Object point labels:
────────────────
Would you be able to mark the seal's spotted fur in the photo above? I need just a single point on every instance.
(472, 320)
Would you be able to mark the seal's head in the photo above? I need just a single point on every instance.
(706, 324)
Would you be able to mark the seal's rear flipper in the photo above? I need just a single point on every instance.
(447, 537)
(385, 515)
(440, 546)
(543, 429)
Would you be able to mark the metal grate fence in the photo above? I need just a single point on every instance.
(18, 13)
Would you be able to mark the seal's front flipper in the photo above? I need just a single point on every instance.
────────────────
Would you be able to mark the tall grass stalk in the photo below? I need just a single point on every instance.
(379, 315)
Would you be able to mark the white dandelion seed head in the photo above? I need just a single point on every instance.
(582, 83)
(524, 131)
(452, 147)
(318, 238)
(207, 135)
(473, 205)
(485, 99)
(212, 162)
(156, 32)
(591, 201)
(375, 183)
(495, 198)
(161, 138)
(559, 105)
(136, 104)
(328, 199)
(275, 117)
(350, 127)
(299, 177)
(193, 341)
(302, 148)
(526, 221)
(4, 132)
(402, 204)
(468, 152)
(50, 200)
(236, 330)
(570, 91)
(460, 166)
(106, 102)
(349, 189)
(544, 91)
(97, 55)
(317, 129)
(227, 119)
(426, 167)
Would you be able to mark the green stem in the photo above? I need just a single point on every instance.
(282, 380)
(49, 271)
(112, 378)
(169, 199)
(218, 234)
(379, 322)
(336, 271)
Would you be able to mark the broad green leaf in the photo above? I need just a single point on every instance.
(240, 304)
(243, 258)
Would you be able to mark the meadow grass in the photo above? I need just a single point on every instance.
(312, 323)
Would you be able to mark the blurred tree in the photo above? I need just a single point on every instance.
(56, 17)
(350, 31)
────────────────
Goal: In the records above, begin at the line that contains "Would you be able to mark the seal's head" and stop after the line that contains "Would you be able to mark the seal's front". Give each line in that range as an item in a numbered list, leaving out blank lines.

Task result:
1. Would you be able to mark the seal's head in the photo above? I need just a single point on every instance.
2. (706, 324)
3. Would you be able to mark the seal's rear flipper in the photo above? I need just a single point on every instance.
4. (447, 537)
5. (385, 515)
6. (440, 546)
7. (543, 429)
8. Would you be able to mark the metal grate fence in the photo above? I need just a single point on every instance.
9. (18, 13)
10. Would you be able to mark the seal's front flipper in the photo above? I need just a single point on every instance.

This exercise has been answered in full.